<<<<

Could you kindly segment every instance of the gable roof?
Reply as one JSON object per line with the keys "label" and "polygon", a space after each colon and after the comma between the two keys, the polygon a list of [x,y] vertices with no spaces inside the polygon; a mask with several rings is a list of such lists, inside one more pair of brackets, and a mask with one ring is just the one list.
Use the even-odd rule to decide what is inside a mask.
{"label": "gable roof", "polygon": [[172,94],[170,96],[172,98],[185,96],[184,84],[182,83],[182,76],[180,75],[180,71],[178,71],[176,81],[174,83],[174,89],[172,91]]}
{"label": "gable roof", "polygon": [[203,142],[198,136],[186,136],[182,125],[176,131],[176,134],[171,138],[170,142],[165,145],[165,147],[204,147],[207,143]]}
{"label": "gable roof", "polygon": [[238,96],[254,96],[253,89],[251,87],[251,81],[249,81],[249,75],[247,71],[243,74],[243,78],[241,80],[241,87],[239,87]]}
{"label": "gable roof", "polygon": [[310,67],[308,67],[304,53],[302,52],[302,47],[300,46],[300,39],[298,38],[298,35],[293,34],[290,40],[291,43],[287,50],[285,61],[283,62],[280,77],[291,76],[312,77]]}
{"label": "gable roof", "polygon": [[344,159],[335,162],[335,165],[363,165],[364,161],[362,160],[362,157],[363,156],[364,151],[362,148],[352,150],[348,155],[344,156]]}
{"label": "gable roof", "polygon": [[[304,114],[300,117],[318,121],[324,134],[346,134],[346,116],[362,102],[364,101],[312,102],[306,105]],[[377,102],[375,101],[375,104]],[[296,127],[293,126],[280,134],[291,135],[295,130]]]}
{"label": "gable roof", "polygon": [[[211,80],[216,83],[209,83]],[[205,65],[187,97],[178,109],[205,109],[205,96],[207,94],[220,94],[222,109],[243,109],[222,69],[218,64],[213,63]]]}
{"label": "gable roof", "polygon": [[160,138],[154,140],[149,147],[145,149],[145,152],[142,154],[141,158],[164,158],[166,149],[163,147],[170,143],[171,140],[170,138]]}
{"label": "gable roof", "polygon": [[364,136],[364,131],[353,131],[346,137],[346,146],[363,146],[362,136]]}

>>>>

**WHAT TO DO**
Write out the data above again, substituting "please" for every "kindly" and leaving everything else unchanged.

**REPLY**
Could you please segment every instance of the gable roof?
Reply as one JSON object per line with the keys "label" and "polygon", a space after each colon and after the comma between the two keys, the polygon a list of [x,y] vertices with no spaces inside the polygon; a mask with several rings is a list of such lists, inside one more pair of brackets, and a mask with one ring is just the one list.
Use the even-odd rule to decide what is inside a mask.
{"label": "gable roof", "polygon": [[172,94],[170,96],[172,98],[185,96],[184,84],[182,83],[182,76],[180,75],[180,71],[178,71],[176,81],[174,83],[174,89],[172,91]]}
{"label": "gable roof", "polygon": [[203,142],[198,136],[186,136],[182,125],[176,131],[176,134],[171,138],[170,142],[165,145],[165,147],[204,147],[207,143]]}
{"label": "gable roof", "polygon": [[238,96],[254,96],[253,89],[251,87],[251,81],[249,81],[249,75],[247,71],[243,74],[243,78],[241,80],[241,87],[239,87]]}
{"label": "gable roof", "polygon": [[310,67],[308,67],[304,53],[302,52],[302,47],[300,46],[300,39],[298,38],[298,35],[293,34],[290,40],[291,43],[287,50],[285,61],[283,62],[280,77],[291,76],[312,77]]}
{"label": "gable roof", "polygon": [[344,159],[335,162],[335,165],[363,165],[364,161],[362,160],[362,157],[363,156],[364,151],[362,148],[352,150],[348,155],[344,156]]}
{"label": "gable roof", "polygon": [[[304,114],[300,117],[318,121],[324,134],[346,134],[346,116],[362,102],[364,101],[312,102],[306,105]],[[377,102],[375,101],[375,104]],[[296,127],[293,126],[280,134],[291,135],[295,130]]]}
{"label": "gable roof", "polygon": [[[211,80],[216,83],[209,83]],[[205,65],[187,97],[178,109],[205,109],[205,96],[207,94],[220,94],[222,109],[243,109],[222,69],[218,64],[213,63]]]}
{"label": "gable roof", "polygon": [[160,138],[154,140],[149,147],[145,149],[145,152],[142,154],[141,158],[164,158],[166,149],[163,147],[170,143],[171,140],[170,138]]}
{"label": "gable roof", "polygon": [[364,136],[364,131],[353,131],[346,137],[346,146],[363,146],[362,136]]}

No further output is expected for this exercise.